— Provided text —
Five-year-old beluga whale Havok’s last eight hours before he died on Aug. 6, 2021, were full of extreme discomfort and distress. However, no one told an attending veterinarian until after he died.

This was just one of the violations of the Animal Welfare Act that Mystic Aquarium was flagged for during an inspection by the U.S. Department of Agriculture, according to the inspection report made public yesterday.

“The facility failed to provide adequate veterinary care by not using appropriate methods to prevent, control, diagnose and treat diseases during Havok’s last eight hours,” the report states.

“Mystic deceives the public by using research to justify importing belugas and its fundraising efforts. The public needs to wake up and see that the staff at Mystic doesn’t even know what to do when an animal is dying in front of them, let alone conduct research,” said Priscilla Feral, president of Friends of Animals. “Keeping whales in bathtubs for photo ops is not research or conservation unless you are researching how to make more money.”

— Provided records —
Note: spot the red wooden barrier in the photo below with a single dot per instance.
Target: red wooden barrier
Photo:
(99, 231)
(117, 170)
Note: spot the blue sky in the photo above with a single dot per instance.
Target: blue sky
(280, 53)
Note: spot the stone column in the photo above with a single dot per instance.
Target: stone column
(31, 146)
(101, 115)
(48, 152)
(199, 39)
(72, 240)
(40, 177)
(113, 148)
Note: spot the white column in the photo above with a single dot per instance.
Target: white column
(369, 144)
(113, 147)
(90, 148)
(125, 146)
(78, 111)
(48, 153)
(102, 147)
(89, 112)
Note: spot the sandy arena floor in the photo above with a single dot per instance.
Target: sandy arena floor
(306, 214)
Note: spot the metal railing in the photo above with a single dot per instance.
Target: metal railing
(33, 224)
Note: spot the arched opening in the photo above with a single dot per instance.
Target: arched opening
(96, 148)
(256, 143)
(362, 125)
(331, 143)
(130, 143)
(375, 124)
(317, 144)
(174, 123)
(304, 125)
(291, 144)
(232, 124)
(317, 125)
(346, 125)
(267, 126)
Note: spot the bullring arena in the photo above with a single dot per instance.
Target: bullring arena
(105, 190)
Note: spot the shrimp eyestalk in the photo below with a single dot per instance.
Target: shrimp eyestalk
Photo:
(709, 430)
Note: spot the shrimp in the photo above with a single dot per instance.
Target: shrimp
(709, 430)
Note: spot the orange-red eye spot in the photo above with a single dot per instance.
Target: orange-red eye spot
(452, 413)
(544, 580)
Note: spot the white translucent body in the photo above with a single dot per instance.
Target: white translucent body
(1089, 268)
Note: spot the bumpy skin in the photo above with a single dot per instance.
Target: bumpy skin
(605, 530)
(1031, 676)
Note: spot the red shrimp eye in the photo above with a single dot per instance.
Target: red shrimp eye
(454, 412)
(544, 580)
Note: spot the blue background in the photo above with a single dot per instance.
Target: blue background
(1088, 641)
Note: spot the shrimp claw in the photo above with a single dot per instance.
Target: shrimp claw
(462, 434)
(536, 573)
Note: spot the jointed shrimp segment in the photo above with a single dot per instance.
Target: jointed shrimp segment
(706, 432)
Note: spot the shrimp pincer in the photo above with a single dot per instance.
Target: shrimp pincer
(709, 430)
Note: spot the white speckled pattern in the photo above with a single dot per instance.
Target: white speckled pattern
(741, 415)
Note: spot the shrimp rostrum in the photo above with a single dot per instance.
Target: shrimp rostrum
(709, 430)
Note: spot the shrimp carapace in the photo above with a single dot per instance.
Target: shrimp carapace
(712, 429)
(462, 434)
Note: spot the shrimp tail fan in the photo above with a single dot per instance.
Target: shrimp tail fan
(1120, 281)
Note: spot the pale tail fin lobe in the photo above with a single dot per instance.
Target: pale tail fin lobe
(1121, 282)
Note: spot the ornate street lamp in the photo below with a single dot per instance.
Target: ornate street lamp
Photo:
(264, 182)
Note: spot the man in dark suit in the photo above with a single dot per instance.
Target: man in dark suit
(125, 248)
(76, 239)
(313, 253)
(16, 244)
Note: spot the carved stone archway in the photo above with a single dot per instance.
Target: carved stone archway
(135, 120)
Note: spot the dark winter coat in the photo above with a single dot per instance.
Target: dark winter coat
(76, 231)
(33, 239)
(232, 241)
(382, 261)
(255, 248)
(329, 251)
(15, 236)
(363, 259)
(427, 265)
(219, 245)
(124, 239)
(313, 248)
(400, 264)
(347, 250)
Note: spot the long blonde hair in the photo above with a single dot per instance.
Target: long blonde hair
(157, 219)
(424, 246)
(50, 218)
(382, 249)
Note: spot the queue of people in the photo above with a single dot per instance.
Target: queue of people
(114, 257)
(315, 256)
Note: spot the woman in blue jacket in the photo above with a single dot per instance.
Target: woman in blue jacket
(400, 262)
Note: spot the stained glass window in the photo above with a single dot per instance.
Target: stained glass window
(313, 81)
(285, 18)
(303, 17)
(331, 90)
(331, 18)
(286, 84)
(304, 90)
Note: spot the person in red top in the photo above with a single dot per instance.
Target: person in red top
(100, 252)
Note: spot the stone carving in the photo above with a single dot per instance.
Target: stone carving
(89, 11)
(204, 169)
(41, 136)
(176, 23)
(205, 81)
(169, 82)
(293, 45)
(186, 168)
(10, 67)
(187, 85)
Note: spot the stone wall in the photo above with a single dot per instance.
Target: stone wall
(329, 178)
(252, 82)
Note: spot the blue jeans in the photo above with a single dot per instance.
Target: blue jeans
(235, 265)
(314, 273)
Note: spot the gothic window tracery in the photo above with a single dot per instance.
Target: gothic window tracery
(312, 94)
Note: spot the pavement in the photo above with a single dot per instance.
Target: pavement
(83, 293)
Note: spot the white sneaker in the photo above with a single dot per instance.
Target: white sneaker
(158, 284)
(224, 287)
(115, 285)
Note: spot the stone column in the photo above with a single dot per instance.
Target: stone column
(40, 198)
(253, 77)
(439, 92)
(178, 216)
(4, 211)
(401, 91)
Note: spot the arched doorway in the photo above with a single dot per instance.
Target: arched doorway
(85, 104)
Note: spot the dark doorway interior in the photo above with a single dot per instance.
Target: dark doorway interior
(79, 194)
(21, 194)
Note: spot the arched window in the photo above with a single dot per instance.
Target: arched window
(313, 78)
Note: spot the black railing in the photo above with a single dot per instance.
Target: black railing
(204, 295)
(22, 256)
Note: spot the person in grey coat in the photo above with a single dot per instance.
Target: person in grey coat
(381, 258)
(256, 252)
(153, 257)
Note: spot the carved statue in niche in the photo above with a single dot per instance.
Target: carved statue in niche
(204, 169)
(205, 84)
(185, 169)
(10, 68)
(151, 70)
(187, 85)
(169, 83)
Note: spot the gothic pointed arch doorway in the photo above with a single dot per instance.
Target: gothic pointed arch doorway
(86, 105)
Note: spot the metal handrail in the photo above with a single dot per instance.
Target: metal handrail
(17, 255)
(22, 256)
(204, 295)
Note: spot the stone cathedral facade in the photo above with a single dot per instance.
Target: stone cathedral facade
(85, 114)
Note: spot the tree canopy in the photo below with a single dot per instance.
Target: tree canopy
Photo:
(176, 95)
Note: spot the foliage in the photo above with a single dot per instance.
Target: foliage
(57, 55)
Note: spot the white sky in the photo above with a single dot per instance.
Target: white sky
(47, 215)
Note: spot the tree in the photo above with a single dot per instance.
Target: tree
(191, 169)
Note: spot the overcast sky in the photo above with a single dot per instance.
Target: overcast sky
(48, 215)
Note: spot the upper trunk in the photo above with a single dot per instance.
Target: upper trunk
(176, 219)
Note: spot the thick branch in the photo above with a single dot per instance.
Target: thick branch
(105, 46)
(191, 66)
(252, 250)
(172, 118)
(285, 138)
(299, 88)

— Brief 1 —
Reproduce the part of the article on Havok's death that begins with "Five-year-old beluga whale" and ends after "made public yesterday.".
— Brief 2 —
Carry on writing the article on Havok's death, picking up after its final paragraph.

— Your response 1 —
Five-year-old beluga whale Havok’s last eight hours before he died on Aug. 6, 2021, were full of extreme discomfort and distress. However, no one told an attending veterinarian until after he died.

This was just one of the violations of the Animal Welfare Act that Mystic Aquarium was flagged for during an inspection by the U.S. Department of Agriculture, according to the inspection report made public yesterday.

— Your response 2 —
Friends of Animals, an international animal advocacy group, contested the transfer of Havok and four other belugas in a court battle. They were transported in the dead of night in May of 2021 from Marineland in Canada despite countless warnings that the move would risk their lives. Since Havok’s death, a female beluga whale died in February and another whale is in intensive care.

“As we told Judge Alvin W. Thompson, who ruled in error and against Friends of Animals and allowed these belugas to be transferred, the move would tear them from deep social relationships formed at the only home they knew, and the physical and psychological stress they were exposed to would increase risk of disease and death,” said Feral, president of Friends of Animals. “Their fates were doomed, and the aquarium failed them because it ignored science.”

Mystic ignores the fact that game-changing research to help belugas in the wild—for instance the endangered Cook Inlet population—is being done by studying them in the wild because technology is making it easier, according to the National Oceanic and Atmospheric Administration.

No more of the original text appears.